---------- DATA ----------
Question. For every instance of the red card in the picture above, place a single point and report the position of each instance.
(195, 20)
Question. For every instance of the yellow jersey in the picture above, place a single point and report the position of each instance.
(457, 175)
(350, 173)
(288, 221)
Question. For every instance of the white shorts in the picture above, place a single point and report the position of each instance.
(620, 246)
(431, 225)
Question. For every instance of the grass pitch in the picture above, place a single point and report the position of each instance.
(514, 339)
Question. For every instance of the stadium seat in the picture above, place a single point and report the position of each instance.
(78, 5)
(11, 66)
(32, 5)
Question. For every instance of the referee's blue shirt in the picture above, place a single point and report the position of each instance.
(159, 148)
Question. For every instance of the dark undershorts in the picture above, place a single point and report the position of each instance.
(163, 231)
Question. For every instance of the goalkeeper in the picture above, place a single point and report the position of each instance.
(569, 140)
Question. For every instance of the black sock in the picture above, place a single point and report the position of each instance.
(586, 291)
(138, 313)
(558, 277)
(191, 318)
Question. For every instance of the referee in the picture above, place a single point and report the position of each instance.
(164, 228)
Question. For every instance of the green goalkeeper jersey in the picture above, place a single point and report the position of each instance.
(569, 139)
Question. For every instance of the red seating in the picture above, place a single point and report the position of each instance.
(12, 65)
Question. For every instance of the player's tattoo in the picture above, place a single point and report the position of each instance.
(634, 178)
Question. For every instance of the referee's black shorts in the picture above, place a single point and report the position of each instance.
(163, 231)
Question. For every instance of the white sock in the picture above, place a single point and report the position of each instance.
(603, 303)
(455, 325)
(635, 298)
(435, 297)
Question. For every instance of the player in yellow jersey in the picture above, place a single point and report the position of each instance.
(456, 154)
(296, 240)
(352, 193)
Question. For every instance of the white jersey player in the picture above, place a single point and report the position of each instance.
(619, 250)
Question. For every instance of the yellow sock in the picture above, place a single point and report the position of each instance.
----------
* WHAT TO DO:
A faithful retyping of every entry above is the task.

* TASK SOLUTION:
Question. For every instance of the red card in the picture above, place a single point and report the position of each instance.
(195, 20)
Question. For every instance of the yellow jersey in the picture above, place a single point and report the position of each instance.
(457, 175)
(350, 173)
(288, 221)
Question. For every instance of the white shorts in the picture above, place a single point and report the position of each instance.
(620, 246)
(431, 225)
Question. For every instance of the grass pitch in the picture above, place a single point and report the position of each instance.
(514, 339)
Question. For every instance of the stadium seat in the picture above, place a single point and report the position of each instance.
(78, 5)
(11, 66)
(32, 5)
Question. For every instance of the referee's blue shirt in the picture above, place a single point and report the position of each instance.
(159, 148)
Question. For every instance of the dark undershorts in the picture above, place a single point and report the position of each instance.
(163, 231)
Question. For every instance of the goalkeeper in the picture above, place a single point and report the position of each instance.
(569, 140)
Question. For every instance of the black sock in the picture above, place a single point and report the position of each instance.
(586, 291)
(138, 313)
(558, 277)
(191, 318)
Question. For every instance of the referee in the picture above, place a single point and report the position of each instance.
(164, 228)
Question. For every instance of the green goalkeeper jersey in the picture above, place a single point and report the position of each instance.
(569, 139)
Question. For every instance of the red seating in the picture above, place a single point and report the position of each instance.
(12, 65)
Question. For every instance of the player's tattoo in the picture above, place a single point and report the position of each instance.
(634, 178)
Question. For every instance of the referee's black shorts in the picture above, place a single point and report the position of each instance.
(163, 231)
Question. For every instance of the white sock in the picture above, place a single point and report the position of each instance.
(603, 303)
(455, 325)
(635, 298)
(435, 297)
Question. For every instance of the player in yellow jersey in the picture above, place a single point and report the position of each instance.
(456, 154)
(296, 240)
(352, 193)
Question. For every instance of the white jersey player in the picture above, place a single point and report the position of each instance.
(619, 250)
Question. For every instance of the yellow sock in the picture above, place a single point and report the position of each instance.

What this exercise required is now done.